#### Goal:
Put each line of the items below into a Markdown table with two columns, Row and Line, numbering the rows in order and skipping blank lines. Leave out the pictures.

## BEGIN Data in this exercise

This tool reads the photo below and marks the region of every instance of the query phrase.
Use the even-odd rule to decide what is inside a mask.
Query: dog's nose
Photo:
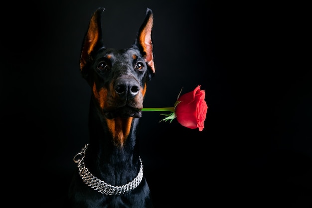
[[[115,82],[115,90],[121,98],[129,100],[139,93],[140,85],[133,78],[122,78]]]

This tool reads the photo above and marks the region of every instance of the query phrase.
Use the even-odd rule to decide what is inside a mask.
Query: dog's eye
[[[137,63],[137,64],[136,64],[136,67],[139,70],[142,70],[142,69],[144,68],[144,64],[143,63],[139,61]]]
[[[105,61],[100,62],[98,65],[98,69],[100,70],[107,69],[107,64]]]

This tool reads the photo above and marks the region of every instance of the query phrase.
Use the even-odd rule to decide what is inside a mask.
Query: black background
[[[2,179],[16,199],[8,202],[62,207],[73,157],[88,141],[90,89],[79,58],[91,15],[105,7],[105,44],[126,48],[149,7],[156,74],[145,106],[171,106],[182,87],[200,85],[209,107],[202,132],[144,112],[141,151],[155,208],[311,206],[308,5],[216,2],[1,6]]]

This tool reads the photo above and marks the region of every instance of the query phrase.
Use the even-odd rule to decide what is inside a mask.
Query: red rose
[[[198,85],[194,90],[180,96],[175,106],[177,121],[182,126],[190,129],[198,128],[202,131],[208,106],[205,101],[205,91]]]

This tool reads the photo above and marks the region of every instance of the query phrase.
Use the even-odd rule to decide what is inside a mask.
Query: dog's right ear
[[[89,23],[80,55],[80,71],[83,77],[87,79],[88,74],[88,65],[92,59],[93,52],[103,46],[102,36],[101,18],[104,8],[99,7],[93,13]]]

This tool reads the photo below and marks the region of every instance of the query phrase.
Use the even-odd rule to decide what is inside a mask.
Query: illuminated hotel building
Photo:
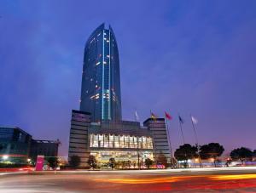
[[[80,111],[72,111],[69,159],[79,156],[80,166],[88,167],[88,157],[94,155],[102,165],[113,157],[137,167],[159,154],[170,162],[164,118],[148,118],[143,126],[121,119],[117,43],[112,28],[102,24],[85,45]]]
[[[88,38],[84,54],[80,111],[93,122],[122,119],[119,59],[113,31],[97,27]]]

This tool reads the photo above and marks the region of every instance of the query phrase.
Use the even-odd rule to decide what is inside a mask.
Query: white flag
[[[135,118],[136,118],[137,122],[139,121],[139,116],[138,116],[138,115],[137,113],[137,111],[135,111]]]
[[[192,122],[193,122],[194,124],[197,124],[198,121],[193,116],[191,116],[191,120],[192,120]]]

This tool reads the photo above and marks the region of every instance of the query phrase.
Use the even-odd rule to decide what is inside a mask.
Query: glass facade
[[[90,112],[92,122],[122,119],[119,51],[112,28],[104,24],[85,45],[80,111]]]
[[[90,147],[153,149],[151,137],[136,137],[115,134],[90,134]],[[138,145],[138,146],[137,146]]]

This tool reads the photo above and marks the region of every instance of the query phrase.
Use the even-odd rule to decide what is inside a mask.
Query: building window
[[[119,148],[119,135],[114,135],[114,147],[115,148]]]
[[[120,137],[119,137],[119,146],[120,146],[120,148],[125,147],[125,136],[124,135],[120,135]]]
[[[110,148],[113,147],[113,134],[109,135],[109,147]]]
[[[108,148],[108,142],[109,142],[109,135],[108,134],[105,134],[104,135],[104,147]]]
[[[104,136],[102,134],[99,135],[99,145],[100,147],[104,147]]]
[[[125,148],[129,148],[129,136],[125,136]]]

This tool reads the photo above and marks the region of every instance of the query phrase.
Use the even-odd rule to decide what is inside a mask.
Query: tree
[[[162,153],[160,153],[157,157],[156,157],[156,162],[157,164],[162,164],[165,166],[165,167],[166,168],[168,164],[167,164],[167,159],[166,157],[166,156]]]
[[[214,166],[216,167],[216,159],[220,156],[224,149],[218,143],[210,143],[204,145],[200,148],[200,156],[201,159],[213,159]]]
[[[253,156],[253,152],[246,147],[241,147],[237,149],[234,149],[230,152],[230,157],[232,160],[239,160],[241,164],[247,159],[252,159]]]
[[[95,169],[97,167],[97,161],[95,157],[95,156],[93,155],[90,155],[88,157],[88,165],[90,167],[90,168],[93,168]]]
[[[131,160],[126,161],[126,165],[128,166],[128,168],[130,169],[130,167],[131,167]]]
[[[174,156],[178,161],[185,161],[184,167],[188,166],[188,160],[198,157],[197,147],[189,144],[180,145],[174,152]]]
[[[144,162],[145,162],[146,167],[147,167],[148,169],[149,169],[150,166],[152,166],[153,163],[154,163],[153,160],[151,160],[151,159],[149,159],[149,158],[147,158],[147,159],[145,160]]]
[[[171,167],[172,168],[176,167],[177,163],[177,159],[175,159],[174,157],[171,158],[171,161],[170,161],[170,167]]]
[[[47,162],[49,162],[49,166],[52,168],[55,168],[59,163],[58,157],[55,156],[49,157]]]
[[[81,162],[81,158],[79,156],[72,156],[70,157],[69,164],[73,167],[79,166]]]
[[[113,167],[115,166],[115,160],[113,157],[109,158],[108,165],[111,167],[113,170]]]

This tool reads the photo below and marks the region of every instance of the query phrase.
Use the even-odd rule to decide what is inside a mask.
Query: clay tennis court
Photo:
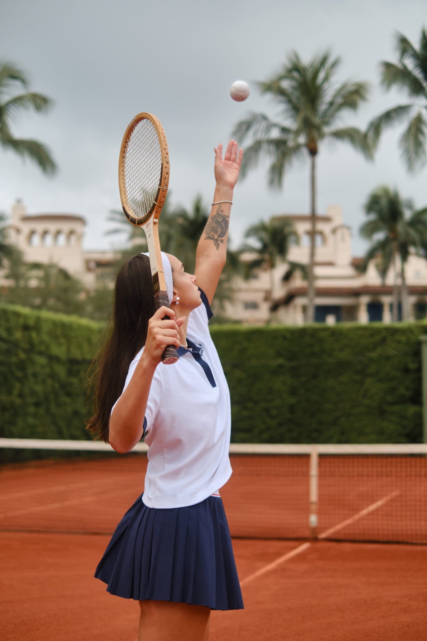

## END Data in this exercise

#### Written answer:
| Row | Line |
|---|---|
| 1 | This tool reads the photo below and marks the region of every instance of the query phrase. |
| 2 | Use the even-odd rule to decide what is inside a mask. |
| 3 | Query: dog's nose |
| 4 | Photo: |
| 5 | [[[115,82],[115,90],[121,98],[129,100],[139,93],[140,85],[133,78],[122,78]]] |
| 6 | This tool reads the photo above and marks the region of every instance of the query phrase. |
| 7 | Use the even-odd rule to decide what is inside a mask. |
| 8 | Query: dog's eye |
| 9 | [[[137,63],[137,64],[136,64],[136,67],[139,70],[142,70],[142,69],[144,68],[144,64],[143,63],[139,61]]] |
| 10 | [[[105,61],[100,62],[98,65],[98,69],[100,70],[107,69],[107,64]]] |
| 11 | This tool reads the photo above and marks the region of every instance of the query phrase. |
| 12 | Use the even-odd rule to decide what is inside a mask. |
| 13 | Query: black background |
| 14 | [[[2,179],[16,199],[8,202],[62,207],[73,157],[88,141],[90,89],[79,58],[91,15],[105,7],[105,44],[126,48],[149,7],[156,74],[145,106],[171,106],[182,87],[200,85],[209,107],[202,132],[144,112],[141,151],[155,208],[311,206],[308,5],[216,2],[1,6]]] |
| 15 | This tool reads the photo above and marks the region of every instance of the query phrase. |
| 16 | Use the even-odd rule to decide what is inside a mask. |
| 17 | Query: red rose |
| 18 | [[[198,85],[194,90],[180,96],[175,106],[177,121],[182,126],[190,129],[198,128],[202,131],[208,106],[205,101],[205,91]]] |
| 19 | This tool reads the photo above and marks the region of every instance of the query phrase. |
| 20 | Use the even-odd rule to decide what is inside a mask. |
| 21 | Query: dog's right ear |
| 22 | [[[89,23],[80,55],[80,71],[83,77],[87,79],[88,74],[88,65],[92,59],[93,52],[103,46],[102,36],[101,18],[104,8],[99,7],[93,13]]] |
| 23 | This tool reads the photo below and marks the region of every instance of the query phrase. |
| 24 | Use the even-odd rule to decide what is inside a mask. |
| 25 | Query: illuminated hotel building |
| 26 | Photo: |
| 27 | [[[80,111],[72,111],[69,159],[79,156],[80,166],[88,167],[88,157],[94,155],[102,165],[113,157],[137,167],[159,154],[170,162],[164,118],[148,118],[143,126],[121,119],[117,43],[112,28],[102,24],[85,45]]] |
| 28 | [[[88,38],[84,54],[80,111],[93,122],[122,119],[119,59],[113,31],[97,27]]] |
| 29 | This tool reads the photo above and marks the region of every instance of the query phrase. |
| 30 | Use the even-odd rule to decide what is inside a mask. |
| 31 | Query: white flag |
| 32 | [[[135,118],[136,118],[137,122],[139,121],[139,116],[138,116],[138,115],[137,113],[137,111],[135,111]]] |
| 33 | [[[192,122],[193,122],[194,124],[197,124],[198,121],[193,116],[191,116],[191,120],[192,120]]] |
| 34 | This tool reads the photo above and marks the region of every instance of the query phrase. |
| 35 | Use the even-odd rule to decide what is inside a mask. |
| 36 | Query: glass facade |
| 37 | [[[90,112],[92,122],[122,119],[119,51],[112,28],[104,24],[85,45],[80,111]]] |
| 38 | [[[90,147],[153,149],[151,137],[136,137],[115,134],[90,134]],[[138,145],[138,146],[137,146]]] |
| 39 | This tool reads the photo above and marks the region of every instance of the query phrase. |
| 40 | Use the even-odd rule to decide what is inside a mask. |
| 41 | Query: building window |
| 42 | [[[119,148],[119,135],[114,135],[114,147],[115,148]]] |
| 43 | [[[120,137],[119,137],[119,146],[120,146],[120,148],[125,147],[125,136],[124,135],[120,135]]] |
| 44 | [[[110,148],[113,147],[113,134],[109,135],[109,147]]] |
| 45 | [[[108,148],[108,142],[109,142],[109,135],[108,134],[105,134],[104,135],[104,147]]] |
| 46 | [[[104,136],[102,134],[99,135],[99,145],[100,147],[104,147]]] |
| 47 | [[[125,148],[129,148],[129,136],[125,136]]] |
| 48 | This tool reads the photo above and marks the region of every instance of the query phrase. |
| 49 | Use the even-odd rule to decide what is inside a mask. |
| 50 | Query: tree |
| 51 | [[[162,153],[160,153],[157,157],[156,157],[156,162],[157,164],[162,164],[165,166],[165,167],[166,168],[168,164],[167,164],[167,159],[166,157],[166,156]]] |
| 52 | [[[214,166],[216,167],[216,159],[220,156],[224,149],[218,143],[210,143],[204,145],[200,148],[200,156],[201,159],[213,159]]] |
| 53 | [[[253,156],[253,152],[246,147],[241,147],[237,149],[234,149],[230,152],[230,157],[232,160],[239,160],[241,164],[247,159],[252,159]]] |
| 54 | [[[95,169],[97,167],[97,161],[95,157],[95,156],[93,155],[90,155],[88,157],[88,165],[90,167],[90,168],[93,168]]] |
| 55 | [[[131,160],[126,161],[126,165],[128,166],[128,168],[130,169],[130,167],[131,167]]] |
| 56 | [[[174,156],[178,161],[185,161],[184,167],[188,166],[188,160],[198,157],[197,147],[189,144],[180,145],[174,152]]] |
| 57 | [[[144,162],[145,162],[146,167],[147,167],[148,169],[149,169],[150,166],[152,166],[153,163],[154,163],[153,160],[151,160],[151,159],[149,159],[149,158],[147,158],[147,159],[145,160]]] |
| 58 | [[[171,167],[172,168],[176,167],[177,163],[177,159],[175,159],[174,157],[171,158],[171,161],[170,161],[170,167]]] |
| 59 | [[[47,162],[49,162],[49,166],[52,168],[55,168],[59,163],[58,157],[55,156],[49,157]]] |
| 60 | [[[81,162],[81,158],[79,156],[72,156],[70,157],[69,164],[73,167],[79,166]]] |
| 61 | [[[113,167],[115,166],[115,160],[113,157],[109,158],[108,165],[111,167],[113,170]]] |
| 62 | This tool reads the photo below and marks the region of every instance of the query phrase. |
| 63 | Use the even-odd rule to decide what is inside a mask. |
| 64 | Query: clay tennis court |
| 65 | Photo: |